══ TEXT TO READ

# Chemical database initialization 1: Structures

## Goal

Bootstrap a chemical database with ~700,000 structures from the US EPA CompTox Dashboard's public dataset.

Set up the database so that it can be used for substructure searching via the [RDKit PostgreSQL database cartridge](http://www.rdkit.org/docs/Cartridge.html).


## Data source

`dsstox_20160701.tsv` - *Mapping file of InChIStrings, InChIKeys and DTXSIDs for the EPA CompTox Dashboard,* [available on Figshare](https://figshare.com/articles/Mapping_file_of_InChIStrings_InChIKeys_and_DTXSIDs_for_the_EPA_CompTox_Dashboard/3578313), published 12.08.2016 by Antony Williams. 
- Date: 2016-07-01
- License: CC0
- Columns: DTXSID (US EPA internal ID), InChI, InChIKey


## Notes on software dependencies

Requires:
- a running instance of PostgreSQL with the RDKit cartridge installed;
- Python packages and dependencies: rdkit, sqlalchemy, psycopg2, pandas.

In [1]:
import pandas as pd
import csv
from pandas import DataFrame, Series
from rdkit import Chem
from rdkit.Chem import AllChem
from sqlalchemy import create_engine, types
from sqlalchemy.sql import text

## Generate database table of structural representations

- Taking the list of EPA InChI(Key)s and DSSTox substance IDs, convert each InChI into a RDKit `Mol` object. Then convert each `Mol` into its binary representation.

════
══ COLLECTED MATERIAL

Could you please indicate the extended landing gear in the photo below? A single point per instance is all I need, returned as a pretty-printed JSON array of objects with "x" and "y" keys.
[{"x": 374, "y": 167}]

════

EXERCISE REQUIREMENTS ▸
(a) On the chemical database setup page, what license does the dsstox_20160701.tsv data file carry?
(b) Extend the chemical database setup page, picking up after its last sentence.
The lines above are separate material and are not part of the chemical database page.

RESULTS FOR THE EXERCISE ▸
(a) CC0

(b)
- Create a big table in PostgreSQL that adds a binary molecule-object column to the original EPA dataset. In other words, a table with columns `(dtxsid, inchi, inchikey, bin)`.
  - This is a necessary intermediate step because there is no `mol_from_inchi` method in the PGSQL RDKit extension, but there is a `mol_from_pkl` that builds molecules out of binary representations. Otherwise we could go straight from InChI to molecules in the SQL table.
  - The 720K rows seems to be too much to process in memory all at once, so I am going through the file lazily in chunks.

### Notes
- Use all-lowercase column names to avoid SQL mix-ups.
- RDKit will fail to create many of the molecules from InChI because of very specific errors. The number of molecules we have in the end will probably be less than 700K.

In [2]:
DTX_DATA = '/opt/akokai/data/EPA/dsstox-20160701.tsv'

In [3]:
!echo "DSSTOX dataset length: $(wc -l /opt/akokai/data/EPA/dsstox-20160701.tsv)"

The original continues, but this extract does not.